> [WRITTEN INSTRUCTION]: Show each line of the items below that contains the word "where".

> [DATASET EXCERPTS]:
>> start
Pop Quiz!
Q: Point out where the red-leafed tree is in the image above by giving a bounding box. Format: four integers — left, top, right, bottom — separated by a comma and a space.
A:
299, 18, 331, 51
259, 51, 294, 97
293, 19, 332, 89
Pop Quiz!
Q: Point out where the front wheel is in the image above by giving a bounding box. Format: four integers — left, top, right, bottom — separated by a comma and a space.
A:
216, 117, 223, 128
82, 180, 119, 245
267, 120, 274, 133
>> end
>> start
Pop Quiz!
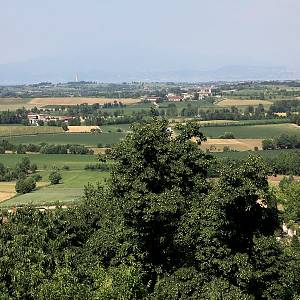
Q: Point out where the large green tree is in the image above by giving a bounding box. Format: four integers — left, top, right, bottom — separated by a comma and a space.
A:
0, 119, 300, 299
>> end
> [THE RESULT]:
Q: Point out where the red-leafed tree is in the image above by giving a bounding box. Format: four integers — left, top, right, bottom — separated by a comma and a space.
Q: Point out where the front wheel is in the image above by giving a bounding box. Format: four integers — left, top, right, bottom — separated by a comma and a space.
Q: Point out where the large green tree is in the image above by giving a bounding box. Format: four integers — left, top, right, bottom — separated by a comma and a space.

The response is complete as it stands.